#### REQUIRED TASK 1:
In the pylint import error text, which version of pylint is the writer using?

#### TEXT EXCERPT:

I seem to be running into this issue too, with pylint 2.5.2. A test-case based on the structure of the project I've been assigned to:

$ tree
.
├── __init__.py
├── main.py
└── one
    ├── foo.py
    └── __init__.py

1 directory, 4 files
$ cat main.py 
#!/usr/bin/env python3
"""
main.py
"""

from one.foo import MyClass

foo = MyClass()

print(foo.do_foo())
$ cat one/foo.py 
#!/usr/bin/env python3
"""
Test lib
"""


class MyClass:

    def do_foo(self):
        return self.__class__

main.py runs fine:

$ ./main.py 
<class 'one.foo.MyClass'>

Even if pylint complains:

$ pylint main.py 
************* Module main
main.py:6:0: E0401: Unable to import 'one.foo' (import-error)

---------------------------------------------------------------------
Your code has been rated at -6.67/10 (previous run: 10.00/10, -16.67)

Adding the current directory to PYTHONPATH or sys.path, or removing the outer __init__.py fixes it:

$ pylint --init-hook="sys.path.append('.')" main.py 

---------------------------------------------------------------------
Your code has been rated at 10.00/10 (previous run: -6.67/10, +16.67)

$ export PYTHONPATH=.
$ pylint main.py 

--------------------------------------------------------------------
Your code has been rated at 10.00/10 (previous run: 10.00/10, +0.00)

#### REQUIRED TASK 2:
Begin at the start of the records and stop after the line that contains "[[696, 191], [694, 3], [581, 73], [583, 215], [646, 211]]". Rewrite those lines with "mirror" switched to "window" and nothing else changed, and leave the pictures out.

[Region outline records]
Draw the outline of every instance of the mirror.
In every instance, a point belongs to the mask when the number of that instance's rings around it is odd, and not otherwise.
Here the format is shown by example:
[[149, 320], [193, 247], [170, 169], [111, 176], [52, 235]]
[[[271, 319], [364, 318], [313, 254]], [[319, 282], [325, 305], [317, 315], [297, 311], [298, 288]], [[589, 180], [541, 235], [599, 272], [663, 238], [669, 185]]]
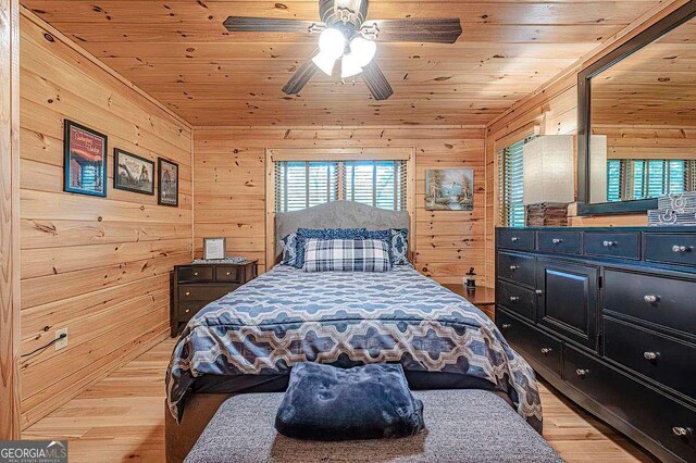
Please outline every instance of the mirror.
[[696, 191], [694, 3], [581, 73], [583, 215], [646, 211]]

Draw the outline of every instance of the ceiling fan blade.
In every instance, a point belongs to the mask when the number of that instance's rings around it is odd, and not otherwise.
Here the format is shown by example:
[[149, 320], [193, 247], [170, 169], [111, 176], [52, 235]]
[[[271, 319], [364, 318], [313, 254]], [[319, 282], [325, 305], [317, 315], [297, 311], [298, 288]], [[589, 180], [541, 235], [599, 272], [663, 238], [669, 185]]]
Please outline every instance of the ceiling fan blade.
[[394, 89], [391, 89], [380, 65], [374, 60], [362, 68], [362, 79], [377, 101], [386, 100], [394, 95]]
[[451, 18], [411, 18], [365, 21], [362, 29], [378, 29], [376, 41], [453, 43], [461, 36], [461, 21]]
[[231, 33], [315, 33], [326, 27], [318, 21], [229, 16], [223, 23]]
[[314, 77], [314, 74], [319, 71], [319, 67], [312, 60], [307, 60], [296, 72], [293, 77], [283, 87], [283, 92], [286, 95], [297, 95], [302, 88]]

#### TASK ANSWER 1:
pylint 2.5.2

#### TASK ANSWER 2:
Draw the outline of every instance of the window.
In every instance, a point belongs to the mask when the number of that instance's rings around it is odd, and not otherwise.
Here the format is shown by example:
[[149, 320], [193, 247], [170, 169], [111, 176], [52, 235]]
[[[271, 319], [364, 318], [313, 254]], [[319, 282], [325, 305], [317, 315], [297, 311], [298, 288]], [[589, 180], [541, 235], [599, 272], [663, 238], [669, 185]]]
Please outline every instance of the window.
[[696, 191], [694, 3], [581, 73], [583, 215], [646, 211]]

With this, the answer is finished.